WHAT IS ASKED
Print every line of the listing exactly, please.

---- DATASET RECORDS

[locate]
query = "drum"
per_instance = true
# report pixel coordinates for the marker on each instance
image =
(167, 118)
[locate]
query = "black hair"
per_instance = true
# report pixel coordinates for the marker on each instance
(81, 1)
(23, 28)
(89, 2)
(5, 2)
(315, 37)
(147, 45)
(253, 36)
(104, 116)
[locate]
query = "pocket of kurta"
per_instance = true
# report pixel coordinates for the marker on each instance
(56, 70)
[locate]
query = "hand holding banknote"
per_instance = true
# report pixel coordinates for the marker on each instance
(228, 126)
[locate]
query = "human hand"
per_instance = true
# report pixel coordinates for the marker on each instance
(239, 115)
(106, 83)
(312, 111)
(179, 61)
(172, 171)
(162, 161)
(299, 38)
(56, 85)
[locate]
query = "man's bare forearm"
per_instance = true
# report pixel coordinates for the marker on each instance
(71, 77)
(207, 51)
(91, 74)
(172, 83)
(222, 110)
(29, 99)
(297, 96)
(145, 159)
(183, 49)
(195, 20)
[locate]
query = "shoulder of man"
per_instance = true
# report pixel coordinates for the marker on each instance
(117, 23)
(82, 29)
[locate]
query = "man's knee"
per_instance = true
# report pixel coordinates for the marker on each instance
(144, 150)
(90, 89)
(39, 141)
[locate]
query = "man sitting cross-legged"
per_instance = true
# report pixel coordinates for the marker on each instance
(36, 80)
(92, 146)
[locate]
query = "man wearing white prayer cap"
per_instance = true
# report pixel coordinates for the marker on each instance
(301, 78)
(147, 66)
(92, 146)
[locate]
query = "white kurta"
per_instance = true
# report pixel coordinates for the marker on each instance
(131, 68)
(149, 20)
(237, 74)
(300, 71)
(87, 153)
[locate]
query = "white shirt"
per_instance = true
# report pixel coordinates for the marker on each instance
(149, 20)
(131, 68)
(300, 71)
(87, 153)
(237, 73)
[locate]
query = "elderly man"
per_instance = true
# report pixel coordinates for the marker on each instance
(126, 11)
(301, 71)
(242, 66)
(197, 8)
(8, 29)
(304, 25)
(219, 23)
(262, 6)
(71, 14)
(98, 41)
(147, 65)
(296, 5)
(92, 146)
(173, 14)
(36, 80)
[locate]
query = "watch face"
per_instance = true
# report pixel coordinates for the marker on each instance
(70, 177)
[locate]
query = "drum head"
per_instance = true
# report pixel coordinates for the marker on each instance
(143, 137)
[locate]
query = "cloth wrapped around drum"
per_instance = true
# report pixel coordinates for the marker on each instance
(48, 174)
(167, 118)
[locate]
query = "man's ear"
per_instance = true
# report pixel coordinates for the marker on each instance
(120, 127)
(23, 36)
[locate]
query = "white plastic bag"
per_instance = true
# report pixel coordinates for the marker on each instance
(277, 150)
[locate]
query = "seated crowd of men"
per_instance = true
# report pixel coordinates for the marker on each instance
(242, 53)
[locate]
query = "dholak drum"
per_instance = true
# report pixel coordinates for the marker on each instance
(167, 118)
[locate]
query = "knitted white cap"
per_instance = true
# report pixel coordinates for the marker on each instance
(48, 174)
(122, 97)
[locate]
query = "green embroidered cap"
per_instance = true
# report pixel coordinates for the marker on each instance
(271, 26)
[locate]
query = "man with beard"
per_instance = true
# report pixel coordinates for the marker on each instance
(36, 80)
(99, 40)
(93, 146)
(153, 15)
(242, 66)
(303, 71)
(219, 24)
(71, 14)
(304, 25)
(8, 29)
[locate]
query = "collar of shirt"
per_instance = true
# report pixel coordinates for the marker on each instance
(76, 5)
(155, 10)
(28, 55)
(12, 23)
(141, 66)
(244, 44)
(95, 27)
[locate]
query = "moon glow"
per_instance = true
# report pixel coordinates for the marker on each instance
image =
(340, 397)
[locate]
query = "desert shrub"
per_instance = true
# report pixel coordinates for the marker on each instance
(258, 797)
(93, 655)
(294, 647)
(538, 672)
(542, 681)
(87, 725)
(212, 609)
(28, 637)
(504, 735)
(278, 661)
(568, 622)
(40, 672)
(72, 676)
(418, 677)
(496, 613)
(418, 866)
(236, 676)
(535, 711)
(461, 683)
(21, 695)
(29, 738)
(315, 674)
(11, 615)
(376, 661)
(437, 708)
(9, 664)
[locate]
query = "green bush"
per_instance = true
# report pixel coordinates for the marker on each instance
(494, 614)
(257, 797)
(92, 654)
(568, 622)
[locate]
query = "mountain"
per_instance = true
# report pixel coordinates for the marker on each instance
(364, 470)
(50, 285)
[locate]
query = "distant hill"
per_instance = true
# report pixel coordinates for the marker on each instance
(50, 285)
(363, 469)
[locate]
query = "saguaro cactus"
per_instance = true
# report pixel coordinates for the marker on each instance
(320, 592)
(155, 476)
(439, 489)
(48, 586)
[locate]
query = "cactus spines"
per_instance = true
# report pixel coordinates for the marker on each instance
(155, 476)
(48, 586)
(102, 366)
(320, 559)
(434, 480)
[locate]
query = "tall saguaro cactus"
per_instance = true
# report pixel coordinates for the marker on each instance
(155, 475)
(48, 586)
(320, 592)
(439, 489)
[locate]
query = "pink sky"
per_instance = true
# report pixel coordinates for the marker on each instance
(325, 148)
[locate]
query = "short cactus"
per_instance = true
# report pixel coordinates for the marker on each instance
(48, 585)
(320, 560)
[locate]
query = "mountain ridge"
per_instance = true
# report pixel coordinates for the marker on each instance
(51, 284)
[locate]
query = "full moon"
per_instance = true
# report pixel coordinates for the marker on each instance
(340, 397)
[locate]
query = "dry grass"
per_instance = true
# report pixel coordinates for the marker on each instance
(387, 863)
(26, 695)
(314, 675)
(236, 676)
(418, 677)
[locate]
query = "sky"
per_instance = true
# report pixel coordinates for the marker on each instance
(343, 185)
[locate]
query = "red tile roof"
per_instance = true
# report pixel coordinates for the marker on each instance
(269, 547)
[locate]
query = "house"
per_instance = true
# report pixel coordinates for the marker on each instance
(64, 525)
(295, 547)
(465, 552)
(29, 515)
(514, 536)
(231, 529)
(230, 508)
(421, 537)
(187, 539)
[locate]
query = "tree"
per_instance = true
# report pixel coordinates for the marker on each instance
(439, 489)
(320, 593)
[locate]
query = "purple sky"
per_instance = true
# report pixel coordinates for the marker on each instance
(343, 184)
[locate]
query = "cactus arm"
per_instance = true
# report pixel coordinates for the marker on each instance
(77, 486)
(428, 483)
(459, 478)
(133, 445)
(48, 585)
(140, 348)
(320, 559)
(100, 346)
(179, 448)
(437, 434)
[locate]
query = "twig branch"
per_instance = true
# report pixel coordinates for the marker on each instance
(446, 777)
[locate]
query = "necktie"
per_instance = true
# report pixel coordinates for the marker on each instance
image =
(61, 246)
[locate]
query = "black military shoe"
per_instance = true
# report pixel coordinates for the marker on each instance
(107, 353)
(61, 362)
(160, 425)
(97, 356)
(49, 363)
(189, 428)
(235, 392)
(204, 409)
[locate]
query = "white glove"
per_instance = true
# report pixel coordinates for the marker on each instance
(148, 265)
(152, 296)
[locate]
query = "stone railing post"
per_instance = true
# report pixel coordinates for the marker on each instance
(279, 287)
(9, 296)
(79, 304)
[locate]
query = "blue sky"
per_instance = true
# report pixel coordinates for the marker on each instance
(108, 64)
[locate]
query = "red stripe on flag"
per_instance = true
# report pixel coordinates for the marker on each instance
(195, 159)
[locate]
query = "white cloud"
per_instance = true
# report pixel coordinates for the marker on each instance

--------

EXPECTED OUTPUT
[locate]
query = "drum"
per_instance = true
# report pixel coordinates for the marker on each instance
image =
(167, 118)
[locate]
query = "black hair"
per_instance = true
# report pixel coordinates for the marker on each instance
(81, 1)
(23, 28)
(89, 2)
(5, 2)
(315, 37)
(147, 45)
(253, 36)
(104, 116)
[locate]
query = "pocket of kurta"
per_instance = true
# report pixel coordinates for the marker on each instance
(56, 70)
[locate]
query = "hand holding banknote"
per_instance = true
# report pixel coordinates for the marker on each instance
(228, 126)
[locate]
query = "human hand"
per_instance = true
# report pixel coordinates for the marker on each instance
(239, 115)
(106, 83)
(312, 111)
(179, 61)
(172, 171)
(162, 161)
(299, 38)
(56, 85)
[locate]
query = "man's bare forearm"
per_instance = true
# report pixel coordinates for the marker on each instance
(71, 77)
(207, 51)
(91, 74)
(172, 83)
(222, 110)
(29, 99)
(297, 96)
(145, 159)
(183, 49)
(195, 20)
[locate]
query = "shoulder of man"
per_instance = true
# report pixel coordinates for the marker on each instance
(117, 23)
(82, 29)
[locate]
query = "man's knee"
per_instance = true
# report pixel coordinates for the marker on each instance
(144, 150)
(90, 89)
(39, 141)
[locate]
query = "man sitting cross-legged"
per_instance = true
# report pixel coordinates for the marker on each instance
(36, 80)
(92, 146)
[locate]
query = "man wearing white prayer cap"
per_instance = true
# report pixel coordinates for the marker on each instance
(301, 78)
(147, 66)
(92, 146)
[locate]
query = "white kurta"
per_instance = true
# report pixel coordinates for the marker on each instance
(131, 68)
(149, 20)
(237, 74)
(300, 71)
(87, 153)
[locate]
query = "white shirt"
per_instance = true
# report pixel coordinates for the marker on each instance
(149, 20)
(131, 68)
(300, 71)
(87, 153)
(237, 73)
[locate]
query = "elderly man"
per_instance = true
# report pixel coordinates for the marker on each instance
(126, 11)
(301, 71)
(242, 66)
(197, 8)
(8, 29)
(304, 25)
(219, 23)
(262, 6)
(71, 14)
(98, 41)
(147, 65)
(296, 5)
(92, 146)
(173, 14)
(36, 80)
[locate]
query = "watch face"
per_instance = true
# report pixel coordinates for the marker on each instance
(70, 177)
[locate]
query = "drum head"
per_instance = true
# report pixel coordinates for the marker on each instance
(143, 137)
[locate]
query = "cloth wrapped around drum"
per_instance = true
# report pixel coordinates for the marker on each instance
(48, 174)
(167, 118)
[locate]
query = "man's ear"
per_instance = true
# report pixel coordinates for the marker on each instance
(120, 127)
(23, 36)
[locate]
query = "white plastic bag"
per_instance = true
# report pixel coordinates for the marker on each instance
(277, 150)
[locate]
query = "seated crowd of men"
per_instance = true
# report pixel coordinates for the marker on each instance
(242, 53)
[locate]
query = "dholak drum"
per_instance = true
# report pixel coordinates for the marker on each instance
(167, 118)
[locate]
query = "knitted white cap"
per_instance = true
# report pixel coordinates for the marker on each instance
(48, 174)
(122, 97)
[locate]
query = "green embroidered cap"
per_instance = true
# report pixel coordinates for the marker on each instance
(271, 26)
[locate]
query = "man with beard"
per_instance = true
# report pixel coordinates for the marker on each instance
(36, 80)
(99, 40)
(93, 146)
(153, 15)
(242, 66)
(303, 71)
(219, 24)
(71, 14)
(304, 25)
(8, 29)
[locate]
query = "collar of shirt"
per_instance = true
# report pixel coordinates for the marker on each instance
(76, 5)
(155, 10)
(28, 55)
(12, 23)
(141, 66)
(244, 44)
(95, 27)
[locate]
query = "moon glow"
per_instance = true
# report pixel coordinates for the marker on each instance
image =
(340, 397)
[locate]
query = "desert shrub"
per_instance = true
# report pixel coordinates for the marker on each instance
(258, 797)
(93, 655)
(294, 647)
(538, 672)
(542, 681)
(87, 725)
(212, 609)
(28, 637)
(504, 735)
(278, 661)
(568, 622)
(40, 672)
(72, 676)
(418, 677)
(496, 613)
(418, 866)
(236, 676)
(535, 711)
(461, 683)
(21, 695)
(29, 738)
(315, 674)
(11, 615)
(376, 661)
(437, 708)
(9, 664)
[locate]
query = "green bush"
per_instance = true
# report pixel coordinates for the marker on each instance
(494, 614)
(257, 797)
(92, 654)
(568, 622)
[locate]
query = "mountain"
per_instance = true
# report pixel coordinates for the marker on each instance
(364, 470)
(50, 285)
[locate]
query = "distant hill"
per_instance = true
# report pixel coordinates for the marker on each instance
(50, 285)
(363, 469)
[locate]
query = "saguaro cactus"
per_instance = true
# report pixel coordinates for the marker on each instance
(320, 592)
(155, 476)
(439, 489)
(48, 586)
[locate]
query = "cactus spines"
per_instance = true
# report pixel coordinates for the marker on each instance
(155, 476)
(48, 586)
(102, 366)
(320, 559)
(434, 480)
[locate]
query = "tall saguaro cactus"
per_instance = true
# report pixel coordinates for the marker on each instance
(155, 475)
(48, 586)
(320, 592)
(439, 489)
[locate]
query = "pink sky"
per_instance = true
# report pixel coordinates for the marker on each instance
(325, 148)
[locate]
query = "short cactus"
per_instance = true
# report pixel coordinates for the marker on each instance
(48, 585)
(320, 560)
[locate]
query = "mountain ridge"
per_instance = true
# report pixel coordinates for the marker on each instance
(51, 284)
[locate]
query = "full moon"
per_instance = true
# report pixel coordinates for the marker on each instance
(340, 397)
[locate]
query = "dry grass"
per_instance = true
# report pixel coordinates for the marker on each instance
(387, 863)
(26, 695)
(314, 675)
(236, 676)
(418, 677)
[locate]
query = "sky"
per_instance = true
# report pixel coordinates for the marker on each instance
(343, 185)
[locate]
query = "red tile roof"
per_instance = true
# report pixel coordinates for the marker on each instance
(269, 547)
[locate]
query = "house"
per_instance = true
# report pixel coordinates for the marker on each instance
(64, 525)
(295, 547)
(465, 552)
(29, 515)
(514, 536)
(231, 529)
(230, 508)
(421, 537)
(187, 539)
[locate]
query = "tree"
per_instance = true
# report pixel coordinates for the marker on each instance
(439, 489)
(320, 593)
[locate]
query = "purple sky"
per_instance = true
# report pixel coordinates for the marker on each instance
(343, 184)
[locate]
query = "cactus arm"
per_instance = true
# report pixel coordinates for the marker on each instance
(77, 486)
(428, 483)
(459, 478)
(133, 445)
(48, 585)
(140, 348)
(320, 559)
(100, 346)
(179, 448)
(437, 434)
[locate]
query = "twig branch"
per_instance = true
# report pixel coordinates for the marker on each instance
(446, 777)
[locate]
query = "necktie"
per_instance = true
# report pixel coordinates for the marker on each instance
image =
(61, 246)
[locate]
query = "black military shoe"
per_instance = true
# report pixel coordinates for the marker on each instance
(107, 353)
(61, 362)
(160, 425)
(97, 356)
(49, 363)
(189, 428)
(235, 392)
(204, 409)
[locate]
query = "white glove"
per_instance = true
# report pixel coordinates for the marker on each instance
(148, 265)
(152, 296)
[locate]
query = "stone railing post"
per_instance = true
# report pixel coordinates for the marker on each instance
(279, 287)
(9, 296)
(79, 304)
[locate]
query = "blue sky"
per_instance = true
# report pixel coordinates for the marker on each instance
(108, 64)
[locate]
query = "red stripe on flag"
per_instance = true
# report pixel coordinates for the marker on each instance
(195, 159)
[locate]
query = "white cloud"
per_instance = true
# report pixel coordinates for the marker on each instance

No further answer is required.